> [DIRECTIVE]: Filter the records below down to the lines that contain the string "robed". Matching is case-sensitive.

> [GIVEN RECORDS]:
☆ ☆ ☆
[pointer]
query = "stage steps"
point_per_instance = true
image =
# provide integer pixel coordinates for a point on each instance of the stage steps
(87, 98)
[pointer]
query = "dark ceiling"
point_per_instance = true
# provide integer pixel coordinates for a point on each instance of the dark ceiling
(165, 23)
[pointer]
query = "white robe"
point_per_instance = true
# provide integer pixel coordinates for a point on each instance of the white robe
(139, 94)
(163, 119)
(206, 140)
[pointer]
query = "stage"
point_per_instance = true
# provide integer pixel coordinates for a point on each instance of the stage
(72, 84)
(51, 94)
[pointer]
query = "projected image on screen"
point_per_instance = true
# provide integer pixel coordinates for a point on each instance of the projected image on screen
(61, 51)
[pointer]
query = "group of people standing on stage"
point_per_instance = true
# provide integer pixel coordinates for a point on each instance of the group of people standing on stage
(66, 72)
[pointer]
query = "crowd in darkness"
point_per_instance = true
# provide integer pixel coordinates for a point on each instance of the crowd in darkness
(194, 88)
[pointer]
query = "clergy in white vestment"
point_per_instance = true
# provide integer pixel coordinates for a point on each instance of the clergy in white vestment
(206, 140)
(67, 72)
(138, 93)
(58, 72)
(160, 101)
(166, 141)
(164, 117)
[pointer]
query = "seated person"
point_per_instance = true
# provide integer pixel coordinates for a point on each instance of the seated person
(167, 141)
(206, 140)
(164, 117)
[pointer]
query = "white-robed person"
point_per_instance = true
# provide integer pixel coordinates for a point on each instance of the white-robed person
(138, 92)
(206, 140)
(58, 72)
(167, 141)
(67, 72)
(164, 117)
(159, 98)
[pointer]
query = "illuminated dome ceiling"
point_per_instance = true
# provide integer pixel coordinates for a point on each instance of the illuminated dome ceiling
☆ ☆ ☆
> [TASK SOLUTION]:
query = "white-robed person"
# provide integer pixel coordinates for a point on each instance of the white-robed person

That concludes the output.